→ ASSIGNMENT: Nothing in the records may be changed; reproduce all of them.

[Stored items]
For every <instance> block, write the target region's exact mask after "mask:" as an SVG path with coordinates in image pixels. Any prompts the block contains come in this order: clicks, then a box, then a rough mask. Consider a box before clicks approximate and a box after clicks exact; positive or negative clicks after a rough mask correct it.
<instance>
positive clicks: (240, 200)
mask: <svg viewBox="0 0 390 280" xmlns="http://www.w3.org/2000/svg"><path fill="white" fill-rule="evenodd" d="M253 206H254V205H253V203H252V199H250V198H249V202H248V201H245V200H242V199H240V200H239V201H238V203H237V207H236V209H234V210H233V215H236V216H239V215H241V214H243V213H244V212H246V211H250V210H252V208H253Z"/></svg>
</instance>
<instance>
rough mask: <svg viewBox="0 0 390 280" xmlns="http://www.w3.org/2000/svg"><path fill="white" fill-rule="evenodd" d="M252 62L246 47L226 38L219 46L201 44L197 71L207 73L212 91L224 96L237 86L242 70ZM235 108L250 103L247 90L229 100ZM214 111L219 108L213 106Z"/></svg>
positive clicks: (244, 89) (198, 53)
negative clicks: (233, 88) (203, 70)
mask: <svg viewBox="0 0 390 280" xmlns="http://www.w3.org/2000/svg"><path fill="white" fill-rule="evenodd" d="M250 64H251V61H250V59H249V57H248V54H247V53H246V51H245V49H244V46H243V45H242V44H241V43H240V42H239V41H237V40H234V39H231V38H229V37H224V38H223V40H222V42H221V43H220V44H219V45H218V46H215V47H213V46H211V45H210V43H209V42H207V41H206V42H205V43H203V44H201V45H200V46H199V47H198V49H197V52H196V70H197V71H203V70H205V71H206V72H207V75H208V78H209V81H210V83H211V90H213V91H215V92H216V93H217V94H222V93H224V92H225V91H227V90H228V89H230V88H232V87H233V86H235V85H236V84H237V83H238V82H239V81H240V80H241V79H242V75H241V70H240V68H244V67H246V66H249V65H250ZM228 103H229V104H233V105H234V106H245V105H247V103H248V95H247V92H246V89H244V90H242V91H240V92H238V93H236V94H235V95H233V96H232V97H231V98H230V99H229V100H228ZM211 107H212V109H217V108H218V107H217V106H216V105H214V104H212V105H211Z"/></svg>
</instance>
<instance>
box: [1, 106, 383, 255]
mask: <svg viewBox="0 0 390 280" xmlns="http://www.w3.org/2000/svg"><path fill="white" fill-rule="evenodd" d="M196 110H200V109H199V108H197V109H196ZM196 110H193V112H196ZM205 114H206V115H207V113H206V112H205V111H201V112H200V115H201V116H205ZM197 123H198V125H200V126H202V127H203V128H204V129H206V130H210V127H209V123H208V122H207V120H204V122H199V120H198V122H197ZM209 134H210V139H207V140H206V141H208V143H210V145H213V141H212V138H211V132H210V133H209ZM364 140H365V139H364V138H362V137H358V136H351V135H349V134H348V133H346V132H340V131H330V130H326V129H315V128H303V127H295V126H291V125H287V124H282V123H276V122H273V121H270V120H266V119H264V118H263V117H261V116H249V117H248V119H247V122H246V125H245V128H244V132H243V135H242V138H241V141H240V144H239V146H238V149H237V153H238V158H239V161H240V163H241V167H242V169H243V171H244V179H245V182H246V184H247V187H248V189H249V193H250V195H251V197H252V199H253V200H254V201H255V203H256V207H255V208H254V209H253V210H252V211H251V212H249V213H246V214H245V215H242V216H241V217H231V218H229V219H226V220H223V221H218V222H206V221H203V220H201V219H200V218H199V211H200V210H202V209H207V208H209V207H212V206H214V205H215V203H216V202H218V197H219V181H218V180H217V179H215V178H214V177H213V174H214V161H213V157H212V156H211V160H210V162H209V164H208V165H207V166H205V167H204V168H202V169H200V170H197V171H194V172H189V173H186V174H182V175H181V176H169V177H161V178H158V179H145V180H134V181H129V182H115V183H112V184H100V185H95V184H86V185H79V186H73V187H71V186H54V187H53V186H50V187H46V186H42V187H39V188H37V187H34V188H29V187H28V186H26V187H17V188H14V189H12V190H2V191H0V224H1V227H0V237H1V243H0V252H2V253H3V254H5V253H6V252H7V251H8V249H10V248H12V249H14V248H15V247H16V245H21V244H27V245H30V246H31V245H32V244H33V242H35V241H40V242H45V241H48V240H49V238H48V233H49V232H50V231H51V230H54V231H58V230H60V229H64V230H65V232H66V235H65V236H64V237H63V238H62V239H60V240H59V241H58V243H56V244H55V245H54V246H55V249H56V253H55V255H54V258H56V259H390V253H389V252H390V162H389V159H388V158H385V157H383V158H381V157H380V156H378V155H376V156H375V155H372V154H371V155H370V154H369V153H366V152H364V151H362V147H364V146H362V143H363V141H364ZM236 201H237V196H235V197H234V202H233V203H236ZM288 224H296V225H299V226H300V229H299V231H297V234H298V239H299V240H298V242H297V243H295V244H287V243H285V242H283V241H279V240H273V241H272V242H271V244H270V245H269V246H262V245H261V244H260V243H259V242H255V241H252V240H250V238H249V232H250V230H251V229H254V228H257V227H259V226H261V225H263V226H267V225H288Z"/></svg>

→ ANSWER TO THE PROBLEM:
For every <instance> block, write the target region's exact mask after "mask:" as an SVG path with coordinates in image pixels. Any prompts the block contains come in this order: clicks, then a box, then a rough mask. Consider a box before clicks approximate and a box after clicks exact; positive or negative clicks after a rough mask correct it.
<instance>
positive clicks: (240, 200)
mask: <svg viewBox="0 0 390 280" xmlns="http://www.w3.org/2000/svg"><path fill="white" fill-rule="evenodd" d="M253 206H254V205H253V203H252V199H250V198H249V202H248V201H245V200H242V199H240V200H239V201H238V203H237V207H236V209H234V210H233V215H236V216H239V215H241V214H243V213H244V212H246V211H250V210H252V208H253Z"/></svg>
</instance>
<instance>
rough mask: <svg viewBox="0 0 390 280" xmlns="http://www.w3.org/2000/svg"><path fill="white" fill-rule="evenodd" d="M252 62L246 47L226 38L219 46L201 44L197 71L207 73L212 91L224 96L237 86L242 70ZM235 108L250 103L247 90L229 100ZM214 111L219 108L213 106Z"/></svg>
positive clicks: (244, 89) (198, 53)
negative clicks: (233, 88) (203, 70)
mask: <svg viewBox="0 0 390 280" xmlns="http://www.w3.org/2000/svg"><path fill="white" fill-rule="evenodd" d="M250 64H251V61H250V59H249V57H248V54H247V53H246V51H245V49H244V46H243V45H242V44H241V43H240V42H239V41H237V40H234V39H231V38H229V37H224V38H223V40H222V42H221V43H220V44H219V45H218V46H215V47H213V46H211V45H210V43H209V42H207V41H206V42H205V43H203V44H201V45H200V46H199V47H198V49H197V52H196V70H197V71H203V70H205V71H206V72H207V75H208V78H209V81H210V83H211V90H213V91H215V92H216V93H217V94H222V93H224V92H225V91H227V90H228V89H230V88H232V87H233V86H235V85H236V84H237V83H238V82H239V81H240V80H241V79H242V75H241V70H240V68H244V67H246V66H249V65H250ZM228 103H229V104H233V105H234V106H245V105H247V103H248V95H247V92H246V89H244V90H242V91H240V92H238V93H236V94H235V95H233V96H232V97H231V98H230V99H229V100H228ZM211 107H212V109H217V108H218V107H217V106H216V105H214V104H212V105H211Z"/></svg>
</instance>
<instance>
box: [1, 106, 383, 255]
mask: <svg viewBox="0 0 390 280" xmlns="http://www.w3.org/2000/svg"><path fill="white" fill-rule="evenodd" d="M196 110H200V109H199V108H197V109H196ZM196 110H193V112H196ZM205 114H206V115H207V113H206V112H205V111H201V112H200V115H201V116H205ZM197 123H198V125H200V126H202V127H203V128H204V129H206V130H210V127H209V123H208V122H207V120H204V122H199V120H198V122H197ZM209 134H210V139H207V140H206V141H208V143H210V145H213V141H212V138H211V132H210V133H209ZM364 140H365V139H364V138H362V137H358V136H351V135H349V134H348V133H346V132H340V131H330V130H326V129H315V128H303V127H295V126H291V125H287V124H282V123H276V122H273V121H270V120H266V119H264V118H263V117H261V116H249V117H248V119H247V122H246V125H245V128H244V132H243V135H242V138H241V141H240V144H239V146H238V149H237V153H238V158H239V161H240V163H241V167H242V169H243V171H244V179H245V182H246V184H247V187H248V189H249V193H250V195H251V197H252V199H253V200H254V201H255V203H256V207H255V208H254V209H253V210H252V211H251V212H249V213H246V214H245V215H242V216H241V217H231V218H229V219H226V220H223V221H218V222H206V221H203V220H201V219H200V218H199V211H200V210H202V209H207V208H209V207H212V206H214V205H215V203H216V202H218V197H219V181H218V180H217V179H215V178H214V177H213V174H214V161H213V157H212V156H211V160H210V162H209V164H208V165H207V166H205V167H204V168H202V169H200V170H197V171H194V172H189V173H186V174H182V175H181V176H169V177H161V178H158V179H145V180H134V181H129V182H115V183H112V184H100V185H95V184H86V185H79V186H73V187H71V186H54V187H53V186H50V187H46V186H42V187H39V188H37V187H34V188H29V187H28V186H26V187H17V188H14V189H12V190H2V191H0V224H1V227H0V237H1V243H0V252H2V253H3V254H5V253H6V252H7V251H8V249H10V248H12V249H14V248H15V247H16V245H21V244H27V245H30V246H31V245H32V244H33V242H35V241H40V242H45V241H48V240H49V238H48V233H49V232H50V231H51V230H54V231H58V230H60V229H64V230H65V232H66V235H65V236H64V237H63V238H62V239H60V240H59V241H58V243H56V244H55V245H54V246H55V249H56V253H55V255H54V258H56V259H390V253H389V252H390V162H389V159H388V158H385V157H383V158H381V157H380V156H378V155H376V156H375V155H372V154H371V155H370V154H369V153H366V152H364V151H362V147H364V146H362V143H363V141H364ZM236 201H237V196H235V197H234V202H233V203H236ZM288 224H296V225H299V226H300V229H299V231H297V234H298V239H299V240H298V242H297V243H295V244H287V243H285V242H283V241H279V240H273V241H272V242H271V244H270V245H269V246H262V245H261V244H260V243H259V242H255V241H252V240H250V238H249V232H250V230H251V229H254V228H257V227H259V226H261V225H263V226H267V225H288Z"/></svg>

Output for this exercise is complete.